> [TASK STATEMENT] Rewrite the records below, changing "agriculture scouting record" to "crop survey record" everywhere and leaving everything else untouched. Leave the pictures out of your version.

> [DATA RECORDS]
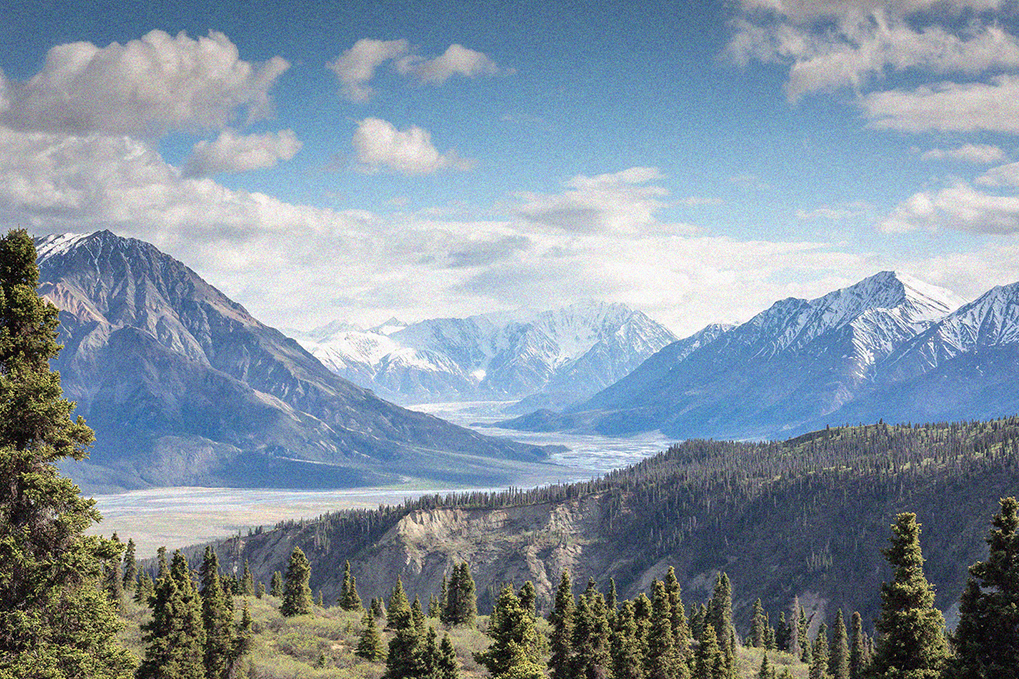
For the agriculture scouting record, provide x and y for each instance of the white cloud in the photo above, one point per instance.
(356, 67)
(378, 145)
(948, 107)
(958, 207)
(240, 153)
(145, 87)
(980, 154)
(457, 60)
(617, 202)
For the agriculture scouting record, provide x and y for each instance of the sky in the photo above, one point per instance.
(322, 161)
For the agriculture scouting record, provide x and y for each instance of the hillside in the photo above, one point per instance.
(807, 517)
(184, 387)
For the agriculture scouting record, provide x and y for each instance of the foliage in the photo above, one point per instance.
(54, 622)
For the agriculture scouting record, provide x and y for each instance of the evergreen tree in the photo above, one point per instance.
(857, 648)
(217, 617)
(54, 621)
(446, 665)
(297, 593)
(911, 644)
(175, 636)
(719, 609)
(709, 663)
(663, 660)
(758, 625)
(130, 567)
(561, 620)
(370, 643)
(516, 647)
(819, 660)
(628, 647)
(986, 639)
(681, 630)
(276, 584)
(462, 598)
(839, 651)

> [OUTPUT OF THE EXERCISE]
For the crop survey record, provide x and y for each instance of the white cloud in the photo above, one point per instance.
(356, 67)
(378, 145)
(948, 107)
(958, 207)
(240, 153)
(145, 87)
(980, 154)
(457, 60)
(617, 202)
For the crop survey record, provide x and y for each instance of the sky in the photo above, one point per instance.
(322, 161)
For the crop survey record, provide x and y for each instance of the hillside in the photo above, one point per instance.
(807, 517)
(184, 387)
For the crop survey record, provide x and y for each instance of the foliage in the photo above, one point per instance.
(54, 622)
For the crop survey record, provide x and y for each instance of the evergreen tree in the photo above, one point per instance.
(857, 648)
(217, 617)
(54, 621)
(446, 665)
(297, 593)
(911, 644)
(175, 636)
(719, 609)
(709, 663)
(663, 660)
(758, 625)
(130, 567)
(561, 620)
(370, 643)
(516, 647)
(819, 660)
(628, 647)
(986, 639)
(681, 630)
(276, 584)
(462, 598)
(839, 651)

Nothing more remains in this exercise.